## [SUPPLIED DATA]
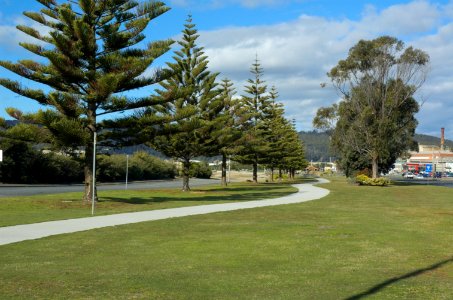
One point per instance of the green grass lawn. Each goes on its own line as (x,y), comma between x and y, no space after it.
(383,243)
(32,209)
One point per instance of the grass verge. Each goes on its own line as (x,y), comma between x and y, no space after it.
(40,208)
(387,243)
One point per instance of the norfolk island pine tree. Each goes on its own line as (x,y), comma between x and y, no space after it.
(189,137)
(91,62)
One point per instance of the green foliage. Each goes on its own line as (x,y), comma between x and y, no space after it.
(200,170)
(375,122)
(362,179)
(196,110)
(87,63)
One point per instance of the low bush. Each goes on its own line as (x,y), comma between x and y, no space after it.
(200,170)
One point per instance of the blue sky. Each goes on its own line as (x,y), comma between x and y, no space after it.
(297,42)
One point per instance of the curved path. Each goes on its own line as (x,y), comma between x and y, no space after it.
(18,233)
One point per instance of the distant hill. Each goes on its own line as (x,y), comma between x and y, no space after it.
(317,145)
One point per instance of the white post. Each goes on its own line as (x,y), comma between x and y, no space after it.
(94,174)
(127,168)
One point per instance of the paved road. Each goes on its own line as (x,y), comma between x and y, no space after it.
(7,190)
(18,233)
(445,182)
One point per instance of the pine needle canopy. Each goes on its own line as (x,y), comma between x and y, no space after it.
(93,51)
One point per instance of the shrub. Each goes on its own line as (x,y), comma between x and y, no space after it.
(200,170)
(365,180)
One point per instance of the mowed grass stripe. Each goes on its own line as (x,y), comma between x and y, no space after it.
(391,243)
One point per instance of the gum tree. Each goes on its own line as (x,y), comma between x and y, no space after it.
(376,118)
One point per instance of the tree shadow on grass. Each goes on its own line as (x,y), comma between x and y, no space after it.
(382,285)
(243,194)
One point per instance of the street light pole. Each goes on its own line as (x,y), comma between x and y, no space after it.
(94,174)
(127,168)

## [YOUR GOAL]
Format all the records above as a JSON list of strings, with one string per line and blank lines skipped. Leave the pictures out.

## [RESULT]
[
  "One point per instance of the green grass lawn. Each goes on its own line as (x,y), comma between x and y, no space after it.",
  "(383,243)",
  "(32,209)",
  "One point per instance of the grass verge. Each goes on its own line as (x,y), comma between x and y, no space after it.",
  "(40,208)",
  "(387,243)",
  "One point per instance of the norfolk island pine tree. Each goes on its own line as (x,y), comma between x and y, no space after it.",
  "(189,137)",
  "(91,62)",
  "One point per instance of the green foliage. Each goes on its own line as (x,y), comma between x and y, no space after it.",
  "(200,170)",
  "(375,122)",
  "(362,179)",
  "(196,110)",
  "(87,63)",
  "One point per instance of the low bush. Each goes on its own line as (x,y), comma between x and y, no space after it.",
  "(200,170)",
  "One point per instance of the blue sky. Each goes on its own line as (x,y), comma between x and y, no space after it.",
  "(297,42)",
  "One point per instance of the curved path. Each goes on its own line as (x,y), comma between x and y, no space after it.",
  "(18,233)",
  "One point per instance of the distant hill. Each goes on its own line as (x,y), comma between x and y, no space after it.",
  "(317,145)",
  "One point per instance of the white post. Each goes on its own line as (x,y), comma between x and y, no space after it.",
  "(94,174)",
  "(127,168)",
  "One point per instance of the paved road. Each goes on its own line as (x,y), comma between x and y, no space after it.",
  "(7,190)",
  "(18,233)",
  "(445,182)",
  "One point per instance of the pine needle canopy. Each goes on its own line as (x,y), comma between x and y, no space after it.",
  "(93,51)",
  "One point per instance of the shrub. Each goes on its own line as (x,y), comma between x and y, no space after it.",
  "(200,170)",
  "(365,180)",
  "One point per instance of the mowed grass stripe. Each goes on its own line as (x,y), comma between x and y, no space after it.",
  "(391,243)",
  "One point per instance of the gum tree. Each goes on its own line as (x,y), comma between x and y, no space after it.",
  "(376,118)",
  "One point per instance of the tree shadow on grass. Each goes on its own line as (x,y), comma between x and y, no space after it.",
  "(382,285)",
  "(243,194)",
  "One point per instance of the street light pole. Each goes on its own line as (x,y), comma between x and y, no space after it.",
  "(94,174)",
  "(127,168)"
]